# Passage start

I'm using this later on to allow incremental chain renumbering. That's why
it's 0 and not False or none, because I then add a number to it and it
starts from that number on. I guess you understood when you read
Structure.py. I'll add a comment pointing this out.

> 3. I see in the last commit you added a local variable called 'magic'.
> <suspicious_look /> Could you find a better name for that? I think
> 'guess_by_ca' would fit, if I'm reading the code correctly.
>

Changed 'magic' to 'filter_by_ca'. What it's doing is filtering the HETATMs
if they have a CA atom so I guess it's a good name for it.

> 4. In the last block (lines 170-174 now), could you add a comment
> explaining why it would be reached? Before this commit there was a
> comment "Other HETATMs" but I'm not sure I fully understand. Is it for
> HETATMs not associated with any residue, i.e. not residue
> modifications?
>

Added. It's for all HETATMs that don't have a CA atom basically and that are
not contemplated in SEQRES (if there).

Structure.renumber_residues:
> 1. OK, I see what you're doing with het_seed=0 -- clever, but maybe
> more clever than necessary. It's not obvious from reading just this
> code that the first iteration is a special case for HETATM numbering;
> a maintainer would have to look at Chain.py too. A comment about that
> would help, I think.
>

Added.

> 2. Why (h/1000 >= 1) instead of (h >= 1000) ?
>

Accumulated frustration over one day results in such logical typos :)

> 3. If the Chain.renumber_residues arguments change to 'res_init' and
> 'het_init', then 'seed' here should change to 'init'
>

Done.

> 4. The arguments 'sequential' and 'chain_displace' seem to interact --
> I don't think I'd use chain_displace != 1 unless I had set
> sequential=True. So, it seems like chain_displace should only take
> effect if sequential=True (i.e. line 77 would be indented another
> level). To tighten things up further, I'd combine those two arguments
> into a single 'skip/gap_between_chains' or similar:
>
> # UNTESTED
> for chain in model:
>    r_new, h_new = chain.renumber_residues(res_seed=r, het_seed=h)

# Passage end
# Excerpted data start

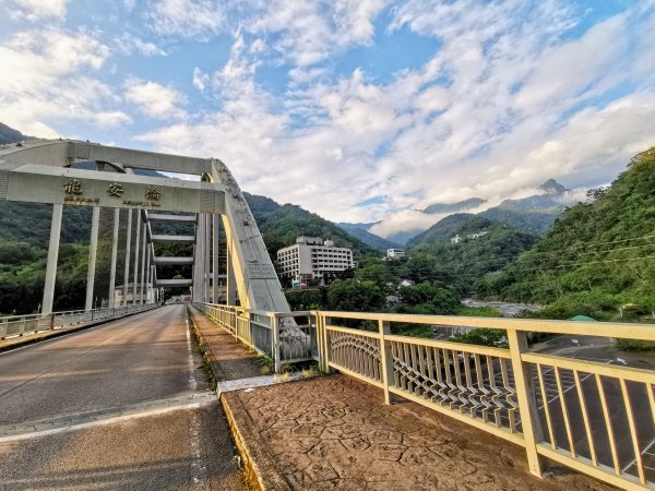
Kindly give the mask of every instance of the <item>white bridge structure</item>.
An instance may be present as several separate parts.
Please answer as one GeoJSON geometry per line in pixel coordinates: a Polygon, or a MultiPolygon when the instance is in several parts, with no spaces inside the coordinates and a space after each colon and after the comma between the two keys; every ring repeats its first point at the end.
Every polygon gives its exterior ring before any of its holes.
{"type": "Polygon", "coordinates": [[[0,200],[52,204],[52,221],[41,313],[52,311],[63,206],[93,206],[85,310],[94,308],[100,208],[114,208],[109,308],[117,275],[120,209],[128,209],[122,302],[133,288],[136,303],[148,301],[150,285],[189,286],[193,301],[218,302],[225,278],[228,306],[288,312],[275,268],[239,185],[223,161],[105,146],[73,140],[31,140],[0,146],[0,200]],[[72,168],[91,161],[95,170],[72,168]],[[143,175],[169,172],[196,180],[143,175]],[[153,172],[155,171],[155,172],[153,172]],[[194,224],[193,235],[155,235],[152,220],[194,224]],[[135,225],[135,226],[134,226],[135,225]],[[219,231],[226,238],[226,275],[219,275],[219,231]],[[134,229],[136,237],[131,237],[134,229]],[[155,255],[154,243],[192,242],[189,258],[155,255]],[[133,247],[131,247],[133,244],[133,247]],[[163,278],[158,265],[191,264],[190,278],[163,278]],[[130,284],[130,272],[134,280],[130,284]]]}

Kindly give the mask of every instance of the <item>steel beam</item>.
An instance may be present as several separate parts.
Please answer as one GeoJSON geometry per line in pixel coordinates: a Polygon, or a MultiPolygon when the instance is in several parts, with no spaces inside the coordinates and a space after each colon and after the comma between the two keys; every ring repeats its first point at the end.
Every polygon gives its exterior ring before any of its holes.
{"type": "Polygon", "coordinates": [[[57,261],[59,258],[59,239],[61,237],[62,205],[52,205],[52,220],[50,223],[50,242],[48,243],[48,264],[46,266],[46,285],[44,287],[44,301],[41,313],[52,312],[55,299],[55,283],[57,280],[57,261]]]}
{"type": "Polygon", "coordinates": [[[114,307],[114,290],[116,289],[116,262],[118,259],[118,223],[120,209],[114,209],[114,233],[111,235],[111,266],[109,267],[109,307],[114,307]]]}
{"type": "Polygon", "coordinates": [[[86,272],[86,303],[84,310],[93,309],[93,288],[95,283],[95,264],[98,252],[98,228],[100,225],[100,208],[93,207],[91,218],[91,246],[88,247],[88,271],[86,272]]]}

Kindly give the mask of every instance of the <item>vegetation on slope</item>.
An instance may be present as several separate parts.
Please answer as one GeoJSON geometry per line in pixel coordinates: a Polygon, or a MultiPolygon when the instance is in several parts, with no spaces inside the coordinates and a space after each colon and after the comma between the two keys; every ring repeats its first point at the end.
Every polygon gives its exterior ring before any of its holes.
{"type": "Polygon", "coordinates": [[[348,235],[332,221],[293,204],[279,205],[270,197],[243,193],[248,206],[266,244],[275,258],[278,249],[296,243],[299,236],[331,239],[337,247],[350,248],[356,255],[372,255],[378,252],[359,239],[348,235]]]}
{"type": "Polygon", "coordinates": [[[480,280],[480,296],[550,304],[545,315],[655,318],[655,148],[592,190],[532,250],[480,280]]]}

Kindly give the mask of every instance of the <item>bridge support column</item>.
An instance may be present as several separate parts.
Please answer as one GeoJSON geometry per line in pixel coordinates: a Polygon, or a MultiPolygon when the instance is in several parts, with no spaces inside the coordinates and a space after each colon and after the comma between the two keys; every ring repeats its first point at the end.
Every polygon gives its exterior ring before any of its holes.
{"type": "Polygon", "coordinates": [[[205,263],[205,302],[212,301],[212,290],[211,290],[211,280],[212,280],[212,258],[210,253],[212,252],[212,214],[205,214],[205,254],[204,254],[204,263],[205,263]]]}
{"type": "Polygon", "coordinates": [[[143,298],[143,296],[141,297],[141,303],[147,303],[150,300],[150,285],[153,278],[153,270],[151,268],[150,265],[150,258],[151,258],[151,244],[147,244],[147,255],[146,255],[146,262],[145,262],[145,271],[147,272],[147,276],[145,278],[145,300],[143,298]]]}
{"type": "Polygon", "coordinates": [[[207,221],[205,219],[205,214],[201,213],[199,216],[199,227],[198,227],[198,249],[199,249],[199,255],[198,255],[198,271],[199,271],[199,278],[198,278],[198,297],[200,299],[201,302],[205,302],[206,301],[206,288],[205,288],[205,253],[206,253],[206,225],[207,221]]]}
{"type": "Polygon", "coordinates": [[[227,301],[226,303],[228,306],[236,306],[237,304],[237,280],[235,277],[235,266],[233,264],[233,246],[229,243],[229,239],[228,239],[228,244],[227,244],[227,301]]]}
{"type": "Polygon", "coordinates": [[[95,283],[95,263],[98,252],[98,228],[100,225],[100,207],[93,207],[91,219],[91,246],[88,247],[88,271],[86,273],[86,304],[85,310],[93,309],[93,287],[95,283]]]}
{"type": "Polygon", "coordinates": [[[141,209],[136,209],[136,240],[134,240],[134,283],[132,288],[132,304],[136,304],[136,287],[139,285],[139,246],[141,240],[141,209]]]}
{"type": "Polygon", "coordinates": [[[48,265],[46,266],[46,285],[44,286],[44,301],[41,313],[52,312],[55,299],[55,282],[57,279],[57,261],[59,259],[59,239],[61,237],[61,215],[63,205],[52,205],[52,221],[50,223],[50,242],[48,244],[48,265]]]}
{"type": "Polygon", "coordinates": [[[114,290],[116,289],[116,262],[118,259],[118,223],[120,208],[114,208],[114,235],[111,236],[111,266],[109,271],[109,307],[114,307],[114,290]]]}
{"type": "Polygon", "coordinates": [[[139,303],[143,304],[143,289],[145,288],[145,256],[147,246],[147,224],[143,221],[143,254],[141,254],[141,291],[139,292],[139,303]]]}
{"type": "Polygon", "coordinates": [[[126,273],[123,276],[123,306],[128,304],[128,285],[130,283],[130,253],[132,247],[132,209],[128,209],[128,239],[126,241],[126,273]]]}
{"type": "Polygon", "coordinates": [[[218,215],[212,215],[212,303],[218,303],[218,215]]]}

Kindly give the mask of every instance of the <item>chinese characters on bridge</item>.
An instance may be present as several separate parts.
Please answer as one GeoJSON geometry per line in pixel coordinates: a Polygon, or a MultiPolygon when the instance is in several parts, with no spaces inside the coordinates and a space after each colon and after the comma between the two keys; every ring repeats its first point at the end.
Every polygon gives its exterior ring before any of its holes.
{"type": "MultiPolygon", "coordinates": [[[[116,182],[109,184],[107,187],[107,194],[112,197],[121,197],[126,188],[122,184],[118,184],[116,182]]],[[[79,179],[68,179],[63,183],[63,192],[66,194],[63,202],[64,204],[74,204],[74,205],[90,205],[90,204],[98,204],[100,202],[99,197],[84,197],[82,194],[84,193],[82,182],[79,179]]],[[[144,201],[138,200],[124,200],[122,204],[132,205],[132,206],[160,206],[158,201],[162,197],[162,191],[158,185],[148,185],[144,191],[144,201]]]]}

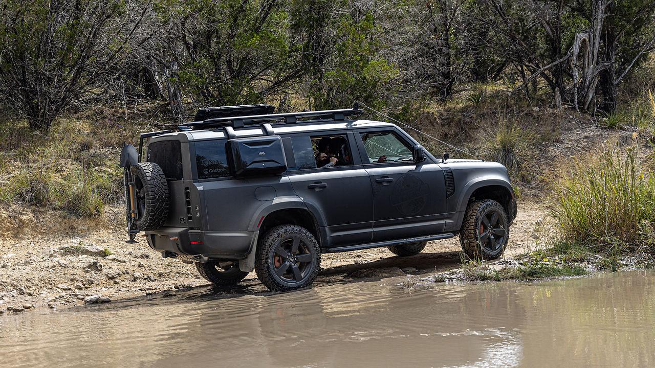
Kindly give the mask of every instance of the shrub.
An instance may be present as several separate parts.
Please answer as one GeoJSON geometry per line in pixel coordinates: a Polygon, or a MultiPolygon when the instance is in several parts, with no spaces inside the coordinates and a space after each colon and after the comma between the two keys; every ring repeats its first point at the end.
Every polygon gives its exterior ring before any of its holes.
{"type": "Polygon", "coordinates": [[[554,183],[550,214],[563,242],[594,251],[652,251],[655,177],[637,157],[636,149],[615,145],[590,163],[574,164],[554,183]]]}
{"type": "Polygon", "coordinates": [[[537,135],[515,121],[502,122],[493,136],[494,139],[485,147],[485,159],[500,162],[514,173],[525,162],[537,135]]]}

# Excerpted data end

→ **Written task**: Pick up the code review discussion about chain and residue renumbering right after its last line and keep it going.

→ **Answer to the problem**:
>    if skip_between_chains:
>        r = r_new + skip_between_chains
>    if h_new >= 1000:
>        # Each chain's HETATM numbering starts at the next even 1000*N
>        h = 1000*((h_new/1000)+1)
>    else:
>        h = h_new + 1
>
>
I changed it to consecutive_chains and refactored the code a bit. I also
changed the increment of the het_init value. This way, having more than 9
chains for example would lead to residue numbers over 10000 which is not
allowed. I solved it by making all HETATMs starting (by default) at 1000 and
just incrementing. If the numbering is consecutive they are also affected by
the value chosen to skip between chains. A bit more logical IMO.

Answering Kristian's suggestions:

- When renumbering a chain, the id's of some residues are changed. Have
> you tested whether the keys in Chain.child_dict are changed as well?
>

Good question... they didn't... is there an easy way of rebuilding that
dictionary? Or should I just "rebuild" it and then overwrite child_dict?

- Could you refactor a method Chain.change_residue_numbers(old_ids, new_ids)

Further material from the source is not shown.